*STORED ROWS*:
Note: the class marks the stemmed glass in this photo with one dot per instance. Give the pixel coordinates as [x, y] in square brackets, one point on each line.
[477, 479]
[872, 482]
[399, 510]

...

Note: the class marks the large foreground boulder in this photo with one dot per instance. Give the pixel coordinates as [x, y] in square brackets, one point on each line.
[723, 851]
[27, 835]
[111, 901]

* * *

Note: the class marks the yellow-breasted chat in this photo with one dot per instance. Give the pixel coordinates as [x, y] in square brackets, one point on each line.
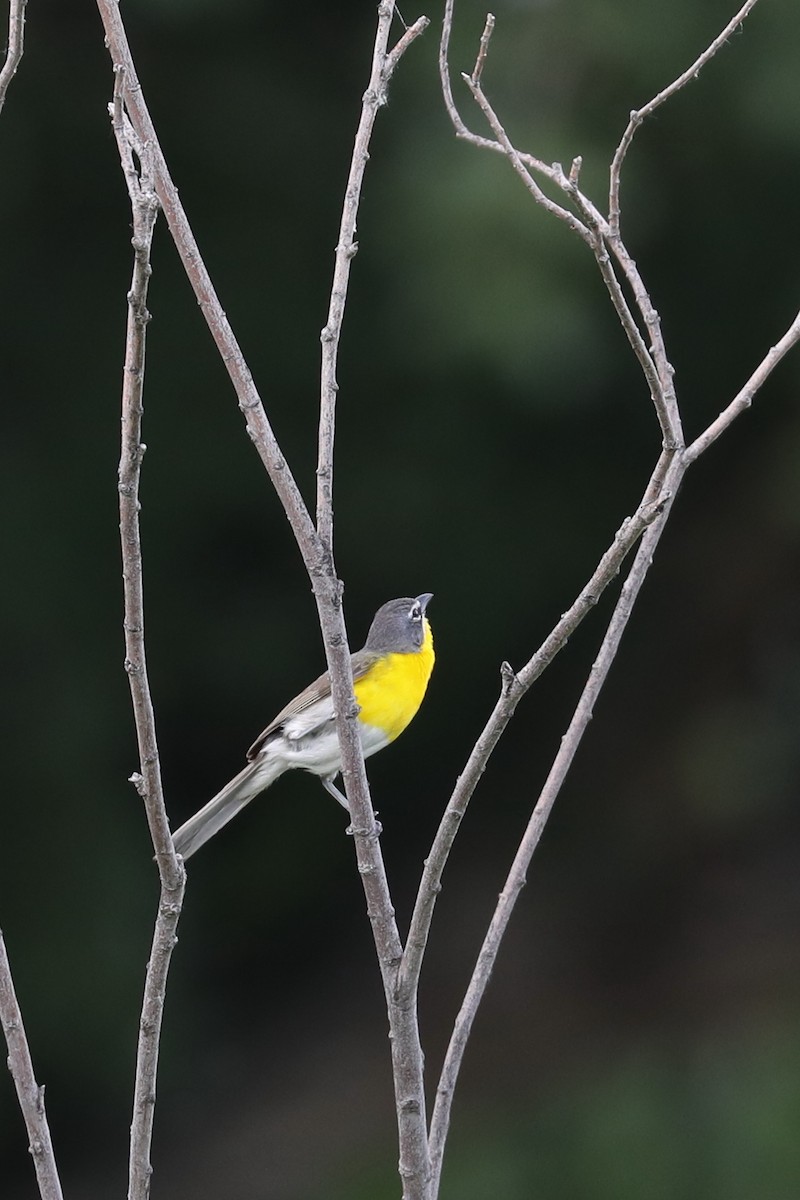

*WHAT TO DO*:
Please pull out every line in the records above that contains the string "class". Case counts.

*REPLY*:
Note: the class marks the stemmed glass in this photo with one dot per instance. Give the pixel coordinates as [x, y] in square brackets, one point on each line.
Note: the class marks the large foreground boulder in this photo with one dot per instance. Give the pixel coordinates as [x, y] in square brackets, one point on each line.
Note: the class marks the yellow-breasted chat in this photo with one dot per instance. Give the pixel coordinates as [x, y] in square brackets, one point on each line.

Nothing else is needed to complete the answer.